Segment Open

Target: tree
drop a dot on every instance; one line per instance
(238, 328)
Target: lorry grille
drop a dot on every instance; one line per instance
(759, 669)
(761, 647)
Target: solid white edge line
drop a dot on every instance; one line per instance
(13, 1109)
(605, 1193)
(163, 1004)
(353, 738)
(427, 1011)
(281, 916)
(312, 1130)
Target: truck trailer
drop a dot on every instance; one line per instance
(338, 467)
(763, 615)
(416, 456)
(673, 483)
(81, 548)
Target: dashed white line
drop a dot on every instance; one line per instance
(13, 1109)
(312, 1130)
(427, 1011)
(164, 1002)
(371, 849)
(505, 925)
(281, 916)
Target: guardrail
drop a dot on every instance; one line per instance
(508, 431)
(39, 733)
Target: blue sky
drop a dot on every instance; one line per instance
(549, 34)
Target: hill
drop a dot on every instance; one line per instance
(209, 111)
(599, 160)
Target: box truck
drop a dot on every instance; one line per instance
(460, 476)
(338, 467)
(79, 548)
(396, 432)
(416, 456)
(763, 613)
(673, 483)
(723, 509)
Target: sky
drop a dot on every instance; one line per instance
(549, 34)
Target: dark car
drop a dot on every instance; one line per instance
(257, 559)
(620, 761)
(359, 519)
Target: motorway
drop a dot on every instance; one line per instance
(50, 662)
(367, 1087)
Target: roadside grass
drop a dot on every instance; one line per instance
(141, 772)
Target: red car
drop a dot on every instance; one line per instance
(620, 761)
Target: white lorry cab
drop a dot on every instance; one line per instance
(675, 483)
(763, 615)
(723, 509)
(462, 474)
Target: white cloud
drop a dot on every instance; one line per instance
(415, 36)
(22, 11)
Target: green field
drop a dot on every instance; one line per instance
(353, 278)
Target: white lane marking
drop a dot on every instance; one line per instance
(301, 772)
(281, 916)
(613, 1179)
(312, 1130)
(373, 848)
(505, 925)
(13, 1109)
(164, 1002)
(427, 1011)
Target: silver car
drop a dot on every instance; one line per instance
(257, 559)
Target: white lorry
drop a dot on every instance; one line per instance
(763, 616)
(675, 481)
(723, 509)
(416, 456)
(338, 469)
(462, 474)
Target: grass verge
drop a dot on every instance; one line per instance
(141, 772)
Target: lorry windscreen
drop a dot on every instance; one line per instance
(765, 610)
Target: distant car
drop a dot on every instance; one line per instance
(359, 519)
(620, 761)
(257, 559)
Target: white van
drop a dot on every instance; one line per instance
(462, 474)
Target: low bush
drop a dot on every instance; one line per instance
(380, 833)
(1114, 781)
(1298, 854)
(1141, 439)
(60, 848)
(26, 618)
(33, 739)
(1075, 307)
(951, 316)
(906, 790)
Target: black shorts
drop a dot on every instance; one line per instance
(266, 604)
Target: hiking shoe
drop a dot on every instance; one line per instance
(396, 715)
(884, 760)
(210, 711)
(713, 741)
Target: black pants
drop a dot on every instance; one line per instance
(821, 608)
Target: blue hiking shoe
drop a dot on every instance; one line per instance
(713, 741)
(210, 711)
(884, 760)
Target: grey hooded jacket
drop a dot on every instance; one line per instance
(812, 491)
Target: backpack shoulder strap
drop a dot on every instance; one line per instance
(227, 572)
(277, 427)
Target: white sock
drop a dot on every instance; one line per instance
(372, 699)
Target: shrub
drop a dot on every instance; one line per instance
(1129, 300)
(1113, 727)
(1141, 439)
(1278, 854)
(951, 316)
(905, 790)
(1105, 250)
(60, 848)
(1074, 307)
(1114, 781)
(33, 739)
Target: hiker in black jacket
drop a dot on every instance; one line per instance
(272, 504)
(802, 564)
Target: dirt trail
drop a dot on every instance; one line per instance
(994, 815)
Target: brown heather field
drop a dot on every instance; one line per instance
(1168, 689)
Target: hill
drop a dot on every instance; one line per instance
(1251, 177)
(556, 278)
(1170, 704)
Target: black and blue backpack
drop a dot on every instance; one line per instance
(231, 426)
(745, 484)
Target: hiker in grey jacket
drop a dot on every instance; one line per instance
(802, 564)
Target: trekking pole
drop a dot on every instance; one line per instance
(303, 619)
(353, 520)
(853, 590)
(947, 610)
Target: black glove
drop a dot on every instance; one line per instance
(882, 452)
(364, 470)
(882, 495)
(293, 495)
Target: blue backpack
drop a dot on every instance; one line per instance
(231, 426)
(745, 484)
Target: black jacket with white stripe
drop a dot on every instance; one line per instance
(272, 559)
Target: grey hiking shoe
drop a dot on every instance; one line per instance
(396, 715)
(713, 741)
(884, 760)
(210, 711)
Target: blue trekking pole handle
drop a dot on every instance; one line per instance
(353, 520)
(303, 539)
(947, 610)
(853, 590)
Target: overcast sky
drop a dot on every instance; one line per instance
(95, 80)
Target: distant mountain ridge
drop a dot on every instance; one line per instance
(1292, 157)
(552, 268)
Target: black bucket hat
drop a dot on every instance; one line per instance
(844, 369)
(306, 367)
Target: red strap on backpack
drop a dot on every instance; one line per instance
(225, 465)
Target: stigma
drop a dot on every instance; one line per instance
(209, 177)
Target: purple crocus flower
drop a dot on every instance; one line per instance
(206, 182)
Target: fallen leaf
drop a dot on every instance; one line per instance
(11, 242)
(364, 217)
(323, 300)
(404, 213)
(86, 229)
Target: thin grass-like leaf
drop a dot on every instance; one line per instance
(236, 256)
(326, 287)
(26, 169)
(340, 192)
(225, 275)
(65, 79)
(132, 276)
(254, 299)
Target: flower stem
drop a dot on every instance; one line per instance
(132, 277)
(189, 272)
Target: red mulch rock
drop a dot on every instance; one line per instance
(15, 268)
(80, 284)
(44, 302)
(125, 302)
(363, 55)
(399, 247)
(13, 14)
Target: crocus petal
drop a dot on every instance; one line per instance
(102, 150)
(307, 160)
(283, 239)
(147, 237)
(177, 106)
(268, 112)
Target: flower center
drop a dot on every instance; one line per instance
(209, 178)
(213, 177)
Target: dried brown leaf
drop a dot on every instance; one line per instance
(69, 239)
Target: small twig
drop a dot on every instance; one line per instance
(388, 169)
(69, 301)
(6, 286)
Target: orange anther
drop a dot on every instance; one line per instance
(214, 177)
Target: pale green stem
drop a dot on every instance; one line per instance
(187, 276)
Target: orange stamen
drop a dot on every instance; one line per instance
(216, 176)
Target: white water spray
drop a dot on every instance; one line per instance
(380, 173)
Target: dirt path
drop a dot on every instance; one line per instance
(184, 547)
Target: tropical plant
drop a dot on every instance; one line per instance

Segment Closed

__REQUIRED ACTION__
This exercise requires the lines of the entries containing the string "flower".

__OUTPUT BELOW__
Target: purple crocus flower
Target: flower stem
Target: flower center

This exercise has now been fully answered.